** DATA follows **

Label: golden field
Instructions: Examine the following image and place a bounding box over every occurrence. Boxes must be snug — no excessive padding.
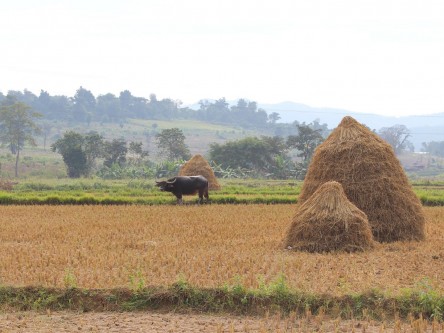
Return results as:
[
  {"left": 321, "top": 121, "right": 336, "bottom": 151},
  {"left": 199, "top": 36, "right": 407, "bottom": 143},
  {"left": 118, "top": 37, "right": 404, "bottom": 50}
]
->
[{"left": 0, "top": 205, "right": 443, "bottom": 296}]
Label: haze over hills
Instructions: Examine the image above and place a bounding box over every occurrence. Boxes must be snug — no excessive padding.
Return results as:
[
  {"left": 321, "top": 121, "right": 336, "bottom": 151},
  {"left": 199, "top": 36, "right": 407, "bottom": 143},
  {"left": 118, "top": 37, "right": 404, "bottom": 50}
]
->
[
  {"left": 259, "top": 102, "right": 444, "bottom": 151},
  {"left": 257, "top": 101, "right": 444, "bottom": 151},
  {"left": 258, "top": 101, "right": 444, "bottom": 128},
  {"left": 187, "top": 100, "right": 444, "bottom": 151}
]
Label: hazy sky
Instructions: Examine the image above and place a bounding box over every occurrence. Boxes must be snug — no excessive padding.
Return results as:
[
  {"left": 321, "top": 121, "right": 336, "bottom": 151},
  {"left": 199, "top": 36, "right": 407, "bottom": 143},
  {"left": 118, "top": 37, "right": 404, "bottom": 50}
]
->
[{"left": 1, "top": 0, "right": 443, "bottom": 116}]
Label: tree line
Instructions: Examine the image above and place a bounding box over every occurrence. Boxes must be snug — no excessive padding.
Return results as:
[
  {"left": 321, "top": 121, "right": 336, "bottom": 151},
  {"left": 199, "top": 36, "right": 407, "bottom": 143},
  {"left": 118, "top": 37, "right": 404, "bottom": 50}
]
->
[
  {"left": 0, "top": 88, "right": 276, "bottom": 129},
  {"left": 0, "top": 91, "right": 329, "bottom": 179},
  {"left": 48, "top": 124, "right": 324, "bottom": 180},
  {"left": 47, "top": 124, "right": 444, "bottom": 179},
  {"left": 0, "top": 94, "right": 327, "bottom": 179}
]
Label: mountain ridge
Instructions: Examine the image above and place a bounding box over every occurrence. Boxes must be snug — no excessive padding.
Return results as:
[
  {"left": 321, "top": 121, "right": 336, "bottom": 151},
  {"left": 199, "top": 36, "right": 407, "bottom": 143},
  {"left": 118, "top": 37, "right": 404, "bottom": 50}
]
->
[
  {"left": 259, "top": 101, "right": 444, "bottom": 151},
  {"left": 258, "top": 101, "right": 444, "bottom": 129}
]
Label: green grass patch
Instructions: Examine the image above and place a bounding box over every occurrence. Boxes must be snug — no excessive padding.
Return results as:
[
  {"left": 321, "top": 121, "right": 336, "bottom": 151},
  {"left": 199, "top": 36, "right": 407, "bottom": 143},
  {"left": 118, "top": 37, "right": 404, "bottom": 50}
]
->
[
  {"left": 1, "top": 282, "right": 443, "bottom": 321},
  {"left": 1, "top": 178, "right": 444, "bottom": 205},
  {"left": 0, "top": 179, "right": 302, "bottom": 205}
]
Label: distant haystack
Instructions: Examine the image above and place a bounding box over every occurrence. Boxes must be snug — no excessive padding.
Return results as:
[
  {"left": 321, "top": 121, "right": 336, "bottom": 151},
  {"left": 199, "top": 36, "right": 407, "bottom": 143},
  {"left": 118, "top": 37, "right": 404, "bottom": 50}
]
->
[
  {"left": 299, "top": 116, "right": 425, "bottom": 242},
  {"left": 285, "top": 181, "right": 375, "bottom": 253},
  {"left": 179, "top": 154, "right": 221, "bottom": 190}
]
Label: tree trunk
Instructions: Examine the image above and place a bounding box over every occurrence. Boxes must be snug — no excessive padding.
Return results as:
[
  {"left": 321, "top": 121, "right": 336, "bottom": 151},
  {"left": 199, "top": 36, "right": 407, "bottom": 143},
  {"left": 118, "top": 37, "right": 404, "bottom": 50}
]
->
[{"left": 15, "top": 148, "right": 20, "bottom": 178}]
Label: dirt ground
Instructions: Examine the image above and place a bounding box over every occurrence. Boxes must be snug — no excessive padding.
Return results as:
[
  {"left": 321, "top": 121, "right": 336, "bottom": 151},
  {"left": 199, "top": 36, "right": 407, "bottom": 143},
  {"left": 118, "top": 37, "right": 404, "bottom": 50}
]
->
[{"left": 0, "top": 311, "right": 443, "bottom": 333}]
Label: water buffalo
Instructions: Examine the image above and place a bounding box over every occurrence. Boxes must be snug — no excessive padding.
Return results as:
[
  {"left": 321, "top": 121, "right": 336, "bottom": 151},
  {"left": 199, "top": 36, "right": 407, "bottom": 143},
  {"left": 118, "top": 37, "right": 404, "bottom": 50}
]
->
[{"left": 155, "top": 175, "right": 209, "bottom": 204}]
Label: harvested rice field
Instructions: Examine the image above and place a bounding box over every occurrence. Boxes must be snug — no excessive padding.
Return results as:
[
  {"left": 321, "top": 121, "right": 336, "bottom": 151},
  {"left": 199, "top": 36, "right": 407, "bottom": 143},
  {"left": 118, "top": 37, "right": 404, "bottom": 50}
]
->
[{"left": 0, "top": 205, "right": 443, "bottom": 295}]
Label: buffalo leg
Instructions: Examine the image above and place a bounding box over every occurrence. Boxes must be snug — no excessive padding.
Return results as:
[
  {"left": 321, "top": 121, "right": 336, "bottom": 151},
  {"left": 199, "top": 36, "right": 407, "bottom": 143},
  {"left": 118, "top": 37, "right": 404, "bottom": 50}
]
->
[
  {"left": 176, "top": 194, "right": 183, "bottom": 205},
  {"left": 197, "top": 187, "right": 209, "bottom": 204},
  {"left": 197, "top": 189, "right": 204, "bottom": 204},
  {"left": 204, "top": 187, "right": 209, "bottom": 203}
]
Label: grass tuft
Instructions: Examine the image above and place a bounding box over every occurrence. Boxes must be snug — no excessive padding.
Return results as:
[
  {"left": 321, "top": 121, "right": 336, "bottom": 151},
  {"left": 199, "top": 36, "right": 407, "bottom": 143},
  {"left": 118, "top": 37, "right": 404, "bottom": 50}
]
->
[{"left": 1, "top": 281, "right": 443, "bottom": 322}]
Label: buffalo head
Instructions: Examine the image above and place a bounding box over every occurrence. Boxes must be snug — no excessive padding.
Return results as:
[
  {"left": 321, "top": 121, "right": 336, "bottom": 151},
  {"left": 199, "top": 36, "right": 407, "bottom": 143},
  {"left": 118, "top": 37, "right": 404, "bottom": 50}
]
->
[{"left": 155, "top": 178, "right": 177, "bottom": 192}]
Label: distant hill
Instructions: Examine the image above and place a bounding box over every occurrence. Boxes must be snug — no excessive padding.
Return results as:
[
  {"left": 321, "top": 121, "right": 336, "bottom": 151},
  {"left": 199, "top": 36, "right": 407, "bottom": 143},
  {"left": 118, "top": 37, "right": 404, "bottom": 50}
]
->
[
  {"left": 258, "top": 101, "right": 444, "bottom": 128},
  {"left": 257, "top": 101, "right": 444, "bottom": 151}
]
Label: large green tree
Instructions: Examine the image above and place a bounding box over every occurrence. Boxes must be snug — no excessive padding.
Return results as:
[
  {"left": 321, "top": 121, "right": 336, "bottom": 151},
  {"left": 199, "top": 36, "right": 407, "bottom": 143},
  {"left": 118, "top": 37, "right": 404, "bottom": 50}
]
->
[
  {"left": 286, "top": 124, "right": 324, "bottom": 161},
  {"left": 155, "top": 128, "right": 191, "bottom": 161},
  {"left": 0, "top": 101, "right": 41, "bottom": 177},
  {"left": 51, "top": 131, "right": 104, "bottom": 178},
  {"left": 209, "top": 136, "right": 288, "bottom": 177},
  {"left": 103, "top": 137, "right": 128, "bottom": 168}
]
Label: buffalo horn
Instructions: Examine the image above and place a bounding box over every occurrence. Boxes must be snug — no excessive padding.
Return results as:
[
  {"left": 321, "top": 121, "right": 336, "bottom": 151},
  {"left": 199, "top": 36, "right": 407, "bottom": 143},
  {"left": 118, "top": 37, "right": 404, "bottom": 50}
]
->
[{"left": 167, "top": 178, "right": 177, "bottom": 184}]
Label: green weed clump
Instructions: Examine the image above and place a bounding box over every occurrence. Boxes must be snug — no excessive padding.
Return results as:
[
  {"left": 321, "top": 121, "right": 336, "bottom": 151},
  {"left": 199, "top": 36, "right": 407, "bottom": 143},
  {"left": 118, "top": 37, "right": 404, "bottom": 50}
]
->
[{"left": 1, "top": 276, "right": 443, "bottom": 322}]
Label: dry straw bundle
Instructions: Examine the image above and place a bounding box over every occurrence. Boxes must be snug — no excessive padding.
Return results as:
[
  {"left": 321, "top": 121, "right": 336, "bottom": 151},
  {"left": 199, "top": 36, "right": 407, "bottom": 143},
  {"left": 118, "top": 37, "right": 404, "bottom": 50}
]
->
[
  {"left": 179, "top": 154, "right": 221, "bottom": 190},
  {"left": 299, "top": 116, "right": 425, "bottom": 242},
  {"left": 285, "top": 181, "right": 375, "bottom": 252}
]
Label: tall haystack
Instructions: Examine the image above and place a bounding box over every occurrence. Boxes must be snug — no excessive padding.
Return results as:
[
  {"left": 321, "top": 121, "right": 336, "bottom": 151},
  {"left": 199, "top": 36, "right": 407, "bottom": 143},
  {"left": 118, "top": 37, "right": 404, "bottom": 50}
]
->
[
  {"left": 179, "top": 154, "right": 221, "bottom": 190},
  {"left": 285, "top": 181, "right": 375, "bottom": 252},
  {"left": 299, "top": 116, "right": 425, "bottom": 242}
]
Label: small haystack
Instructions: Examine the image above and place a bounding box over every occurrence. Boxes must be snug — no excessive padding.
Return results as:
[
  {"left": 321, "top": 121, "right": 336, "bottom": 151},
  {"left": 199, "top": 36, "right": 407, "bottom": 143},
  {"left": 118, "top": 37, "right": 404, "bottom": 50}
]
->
[
  {"left": 179, "top": 154, "right": 221, "bottom": 190},
  {"left": 285, "top": 181, "right": 375, "bottom": 252},
  {"left": 299, "top": 116, "right": 425, "bottom": 242}
]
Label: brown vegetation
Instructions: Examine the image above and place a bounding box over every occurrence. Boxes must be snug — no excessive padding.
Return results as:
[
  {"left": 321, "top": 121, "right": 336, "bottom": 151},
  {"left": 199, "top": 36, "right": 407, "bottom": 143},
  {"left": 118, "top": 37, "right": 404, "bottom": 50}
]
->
[
  {"left": 0, "top": 179, "right": 18, "bottom": 191},
  {"left": 179, "top": 154, "right": 221, "bottom": 190},
  {"left": 0, "top": 205, "right": 442, "bottom": 296},
  {"left": 285, "top": 181, "right": 375, "bottom": 252},
  {"left": 299, "top": 116, "right": 425, "bottom": 242}
]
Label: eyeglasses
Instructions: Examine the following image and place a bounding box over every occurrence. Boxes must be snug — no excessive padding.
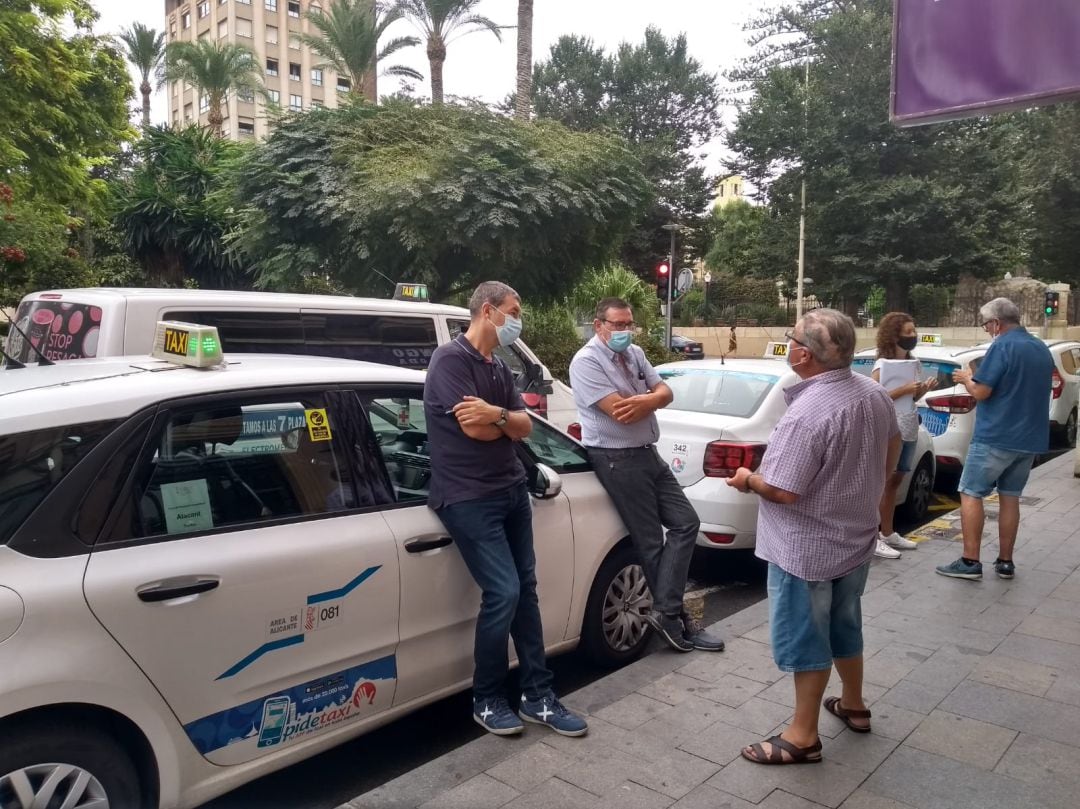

** End of DATA **

List every line above that holds the word "tree".

OUTPUT OF THE EXERCISE:
Label: tree line
Label: tree trunk
Label: large green tree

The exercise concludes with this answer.